- _Your instructions_: Copy each entry as it stands, leaving nothing out.

- _Extracted data_:
::::

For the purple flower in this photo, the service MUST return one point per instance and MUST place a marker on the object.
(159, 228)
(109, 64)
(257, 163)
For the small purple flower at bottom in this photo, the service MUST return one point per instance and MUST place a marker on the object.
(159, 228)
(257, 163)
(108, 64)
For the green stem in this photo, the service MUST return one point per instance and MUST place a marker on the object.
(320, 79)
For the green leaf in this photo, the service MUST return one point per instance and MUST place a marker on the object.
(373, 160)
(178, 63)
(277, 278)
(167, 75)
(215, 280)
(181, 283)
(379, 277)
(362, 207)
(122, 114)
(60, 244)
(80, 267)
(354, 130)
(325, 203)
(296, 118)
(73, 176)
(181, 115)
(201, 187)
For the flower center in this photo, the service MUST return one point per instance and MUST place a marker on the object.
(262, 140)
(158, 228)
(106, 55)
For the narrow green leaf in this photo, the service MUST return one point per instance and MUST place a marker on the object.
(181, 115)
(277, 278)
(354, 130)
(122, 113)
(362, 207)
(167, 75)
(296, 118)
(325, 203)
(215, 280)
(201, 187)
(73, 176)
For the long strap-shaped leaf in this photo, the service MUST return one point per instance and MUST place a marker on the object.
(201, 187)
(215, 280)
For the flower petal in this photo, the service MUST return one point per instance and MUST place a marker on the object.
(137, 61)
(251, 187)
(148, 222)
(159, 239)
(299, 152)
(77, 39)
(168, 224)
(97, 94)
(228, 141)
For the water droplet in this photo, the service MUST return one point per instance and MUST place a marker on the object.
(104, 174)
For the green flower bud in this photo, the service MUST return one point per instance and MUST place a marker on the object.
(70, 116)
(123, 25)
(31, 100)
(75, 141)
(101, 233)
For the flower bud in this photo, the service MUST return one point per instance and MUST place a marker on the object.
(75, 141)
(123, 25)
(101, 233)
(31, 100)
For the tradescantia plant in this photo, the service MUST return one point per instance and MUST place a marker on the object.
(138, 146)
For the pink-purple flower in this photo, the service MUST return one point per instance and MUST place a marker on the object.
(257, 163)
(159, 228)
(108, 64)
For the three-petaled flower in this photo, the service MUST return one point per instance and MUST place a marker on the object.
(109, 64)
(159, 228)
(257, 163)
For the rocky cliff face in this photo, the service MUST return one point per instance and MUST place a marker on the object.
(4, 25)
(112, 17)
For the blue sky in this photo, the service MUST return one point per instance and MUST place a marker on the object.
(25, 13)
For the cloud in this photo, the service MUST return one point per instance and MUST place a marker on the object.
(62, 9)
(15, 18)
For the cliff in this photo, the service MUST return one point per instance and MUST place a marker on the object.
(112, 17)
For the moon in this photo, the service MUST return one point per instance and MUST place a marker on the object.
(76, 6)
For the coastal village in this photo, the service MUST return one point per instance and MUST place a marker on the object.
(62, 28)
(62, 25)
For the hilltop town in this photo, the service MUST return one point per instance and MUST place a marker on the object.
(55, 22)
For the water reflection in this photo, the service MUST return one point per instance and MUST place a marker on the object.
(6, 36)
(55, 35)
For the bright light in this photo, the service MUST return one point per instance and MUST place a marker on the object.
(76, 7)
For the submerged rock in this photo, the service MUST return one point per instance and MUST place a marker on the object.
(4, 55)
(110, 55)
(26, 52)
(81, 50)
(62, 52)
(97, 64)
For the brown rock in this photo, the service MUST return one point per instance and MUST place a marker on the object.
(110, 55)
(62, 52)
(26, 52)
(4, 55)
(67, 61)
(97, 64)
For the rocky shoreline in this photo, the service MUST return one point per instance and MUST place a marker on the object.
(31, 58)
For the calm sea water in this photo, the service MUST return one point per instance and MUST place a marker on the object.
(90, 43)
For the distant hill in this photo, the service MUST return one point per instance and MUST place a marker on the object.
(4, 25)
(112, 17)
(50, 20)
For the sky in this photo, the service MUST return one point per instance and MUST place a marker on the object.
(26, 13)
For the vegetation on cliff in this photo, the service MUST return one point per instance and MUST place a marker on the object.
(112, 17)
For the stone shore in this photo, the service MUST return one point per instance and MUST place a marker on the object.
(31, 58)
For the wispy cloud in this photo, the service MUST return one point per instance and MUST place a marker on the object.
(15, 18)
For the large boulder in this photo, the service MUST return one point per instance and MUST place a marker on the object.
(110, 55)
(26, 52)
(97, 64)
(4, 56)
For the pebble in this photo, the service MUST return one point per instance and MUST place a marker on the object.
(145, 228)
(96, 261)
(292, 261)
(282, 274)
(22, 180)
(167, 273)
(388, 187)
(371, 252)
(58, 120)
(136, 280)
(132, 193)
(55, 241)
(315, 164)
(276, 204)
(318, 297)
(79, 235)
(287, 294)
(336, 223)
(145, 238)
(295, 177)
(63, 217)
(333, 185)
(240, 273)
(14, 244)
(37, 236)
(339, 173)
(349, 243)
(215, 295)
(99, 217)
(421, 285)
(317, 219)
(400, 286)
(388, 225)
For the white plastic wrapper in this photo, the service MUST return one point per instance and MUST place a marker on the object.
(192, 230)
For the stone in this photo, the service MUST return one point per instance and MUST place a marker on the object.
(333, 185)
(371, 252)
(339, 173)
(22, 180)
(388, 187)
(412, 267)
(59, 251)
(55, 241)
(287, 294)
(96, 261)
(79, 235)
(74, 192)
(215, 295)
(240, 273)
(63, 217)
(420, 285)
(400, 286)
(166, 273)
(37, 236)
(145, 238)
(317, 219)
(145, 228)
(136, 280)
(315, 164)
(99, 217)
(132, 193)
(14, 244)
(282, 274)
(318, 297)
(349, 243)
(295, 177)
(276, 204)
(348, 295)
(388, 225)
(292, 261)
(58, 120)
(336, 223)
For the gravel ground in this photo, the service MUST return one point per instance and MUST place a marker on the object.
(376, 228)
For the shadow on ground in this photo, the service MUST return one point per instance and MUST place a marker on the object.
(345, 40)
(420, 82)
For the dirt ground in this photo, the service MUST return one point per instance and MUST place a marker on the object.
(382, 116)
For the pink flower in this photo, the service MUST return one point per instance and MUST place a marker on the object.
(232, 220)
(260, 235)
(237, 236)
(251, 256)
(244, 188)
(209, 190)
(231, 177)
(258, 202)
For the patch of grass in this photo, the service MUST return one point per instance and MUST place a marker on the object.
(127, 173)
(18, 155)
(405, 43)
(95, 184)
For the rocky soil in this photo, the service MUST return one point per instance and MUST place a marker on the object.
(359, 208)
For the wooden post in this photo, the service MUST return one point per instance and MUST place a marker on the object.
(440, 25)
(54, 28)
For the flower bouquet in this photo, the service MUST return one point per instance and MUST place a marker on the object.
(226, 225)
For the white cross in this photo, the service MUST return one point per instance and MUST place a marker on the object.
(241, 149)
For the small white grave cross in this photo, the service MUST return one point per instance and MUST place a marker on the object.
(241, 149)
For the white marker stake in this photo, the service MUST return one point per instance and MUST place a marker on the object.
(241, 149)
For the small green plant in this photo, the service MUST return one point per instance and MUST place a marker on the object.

::::

- _Task output_:
For the purple flower in this photo, the service MUST return one point per instance and MUST place a marker on the object.
(159, 228)
(109, 64)
(257, 163)
For the small purple flower at bottom in this photo, the service MUST return one point per instance and MUST place a marker on the object.
(159, 228)
(257, 163)
(108, 64)
For the green stem in this photo, the service MUST return one point per instance and MUST place a marker on the object.
(320, 79)
For the green leaf in this photo, the service MUST return one point per instance and MUST place a marker on the object.
(373, 160)
(178, 63)
(277, 278)
(167, 75)
(215, 280)
(181, 283)
(379, 277)
(362, 207)
(122, 114)
(60, 244)
(80, 267)
(354, 130)
(325, 203)
(296, 118)
(73, 176)
(181, 115)
(201, 187)
For the flower center in this photo, the service MUST return one point per instance and MUST place a marker on the object.
(262, 140)
(158, 228)
(106, 55)
For the narrow green leaf in this photo, the service MUST return one point per instance and MUST place a marker on the object.
(181, 115)
(277, 278)
(354, 130)
(122, 113)
(362, 207)
(167, 75)
(296, 118)
(325, 203)
(215, 280)
(201, 187)
(73, 176)
For the long strap-shaped leaf in this photo, the service MUST return one point per instance and MUST place a marker on the object.
(201, 187)
(215, 280)
For the flower petal in this photo, the service MUST return one point per instance and MUST place a marker on the object.
(137, 61)
(251, 187)
(148, 222)
(159, 239)
(299, 152)
(77, 39)
(168, 224)
(97, 94)
(228, 141)
For the water droplet in this photo, the service MUST return one point per instance and MUST place a marker on the object.
(104, 174)
For the green flower bud in this photo, the service MUST return one point per instance and MUST place a marker on the object.
(70, 116)
(123, 25)
(31, 100)
(75, 141)
(101, 233)
For the flower bud in this photo, the service MUST return one point per instance and MUST place a marker on the object.
(75, 141)
(123, 25)
(101, 233)
(31, 100)
For the tradescantia plant in this photo, the service MUST return one point per instance and MUST place a marker on the object.
(138, 146)
For the pink-purple flower in this photo, the service MUST return one point per instance and MUST place a marker on the object.
(257, 163)
(159, 228)
(108, 64)
For the three-petaled flower in this photo, the service MUST return one point per instance and MUST place a marker on the object.
(109, 64)
(159, 228)
(257, 163)
For the rocky cliff face in this photo, the service MUST return one point per instance and MUST place a marker on the object.
(4, 25)
(112, 17)
For the blue sky in this photo, the service MUST return one point per instance and MUST place a marker on the object.
(25, 13)
For the cloud in this photo, the service MUST return one point per instance and MUST place a marker on the object.
(62, 9)
(15, 18)
For the cliff in this photo, the service MUST return one point per instance and MUST place a marker on the object.
(112, 17)
For the moon in this photo, the service MUST return one point per instance and MUST place a marker on the object.
(76, 6)
For the coastal village in this photo, the service MUST return one point per instance and MUST place a marker on the object.
(62, 28)
(62, 25)
For the hilltop town in this photo, the service MUST return one point per instance and MUST place a marker on the object.
(55, 22)
For the water reflection in this photo, the service MUST return one point per instance and MUST place a marker on the object.
(6, 36)
(55, 35)
For the bright light in this photo, the service MUST return one point per instance and MUST place a marker on the object.
(76, 7)
For the submerged rock in this photo, the service MUST return one point per instance and MUST place a marker on the object.
(4, 55)
(110, 55)
(26, 52)
(81, 50)
(62, 52)
(97, 64)
For the brown rock in this photo, the service MUST return one point per instance and MUST place a marker on the object.
(110, 55)
(62, 52)
(26, 52)
(4, 55)
(67, 61)
(97, 64)
For the rocky shoreline in this photo, the service MUST return one point per instance and MUST place a marker on the object.
(31, 58)
For the calm sea water in this photo, the service MUST return one point per instance and MUST place a marker on the object.
(90, 43)
For the distant hill in this photo, the service MUST return one point per instance and MUST place a marker on the object.
(4, 25)
(112, 17)
(50, 20)
For the sky in this photo, the service MUST return one point per instance and MUST place a marker on the object.
(26, 13)
For the vegetation on cliff in this photo, the service MUST return one point per instance and MUST place a marker on the object.
(112, 17)
For the stone shore in this photo, the service MUST return one point per instance and MUST place a marker on the object.
(31, 58)
For the wispy cloud in this photo, the service MUST return one point per instance and MUST place a marker on the object.
(15, 18)
For the large boulder in this photo, the service MUST return one point per instance and MUST place a marker on the object.
(110, 55)
(26, 52)
(97, 64)
(4, 56)
For the pebble in this photo, the service MUST return one point per instance and MUST place a marker on the object.
(145, 228)
(96, 261)
(292, 261)
(282, 274)
(22, 180)
(167, 273)
(388, 187)
(371, 252)
(58, 120)
(136, 280)
(132, 193)
(55, 241)
(315, 164)
(276, 204)
(318, 297)
(79, 235)
(287, 294)
(336, 223)
(145, 238)
(295, 177)
(63, 217)
(333, 185)
(240, 273)
(14, 244)
(37, 236)
(339, 173)
(349, 243)
(215, 295)
(99, 217)
(421, 285)
(317, 219)
(400, 286)
(388, 225)
For the white plastic wrapper in this photo, the service MUST return one point per instance and MUST place a marker on the object.
(192, 230)
For the stone in this photo, the service MUST return one point per instance and MUST place a marker on the object.
(333, 185)
(371, 252)
(339, 173)
(22, 180)
(388, 187)
(412, 267)
(59, 251)
(55, 241)
(287, 294)
(96, 261)
(79, 235)
(74, 192)
(215, 295)
(240, 273)
(63, 217)
(420, 285)
(400, 286)
(166, 273)
(37, 236)
(145, 238)
(317, 219)
(145, 228)
(136, 280)
(315, 164)
(99, 217)
(132, 193)
(14, 244)
(282, 274)
(318, 297)
(349, 243)
(295, 177)
(276, 204)
(348, 295)
(388, 225)
(292, 261)
(58, 120)
(336, 223)
For the gravel ground in this photo, the service MUST return one point per instance and MUST place a marker on the object.
(376, 228)
For the shadow on ground in this photo, the service MUST return one point per instance and MUST place a marker on the object.
(345, 40)
(420, 82)
For the dirt ground in this photo, the service MUST return one point per instance and MUST place a marker on the object.
(382, 116)
For the pink flower in this photo, the service MUST return one point per instance and MUST place a marker on the object.
(232, 220)
(260, 235)
(237, 236)
(251, 256)
(244, 188)
(209, 190)
(231, 177)
(258, 202)
For the patch of grass in this photo, the service MUST return one point per instance and MUST place a marker on the object.
(127, 173)
(18, 155)
(405, 43)
(95, 184)
For the rocky soil in this photo, the service MUST return one point per instance and MUST place a marker on the object.
(359, 208)
For the wooden post in this photo, the service MUST return one point per instance and MUST place a marker on the object.
(440, 25)
(54, 28)
For the flower bouquet in this photo, the service MUST return one point per instance and MUST place a marker on the object.
(226, 225)
For the white cross in this photo, the service MUST return one point per instance and MUST place a marker on the object.
(241, 149)
For the small white grave cross in this photo, the service MUST return one point per instance and MUST place a marker on the object.
(241, 149)
For the white marker stake in this photo, the service MUST return one point per instance and MUST place a marker on the object.
(241, 149)
For the small green plant in this photo, the service MUST return one point per instance and MUST place a marker on the object.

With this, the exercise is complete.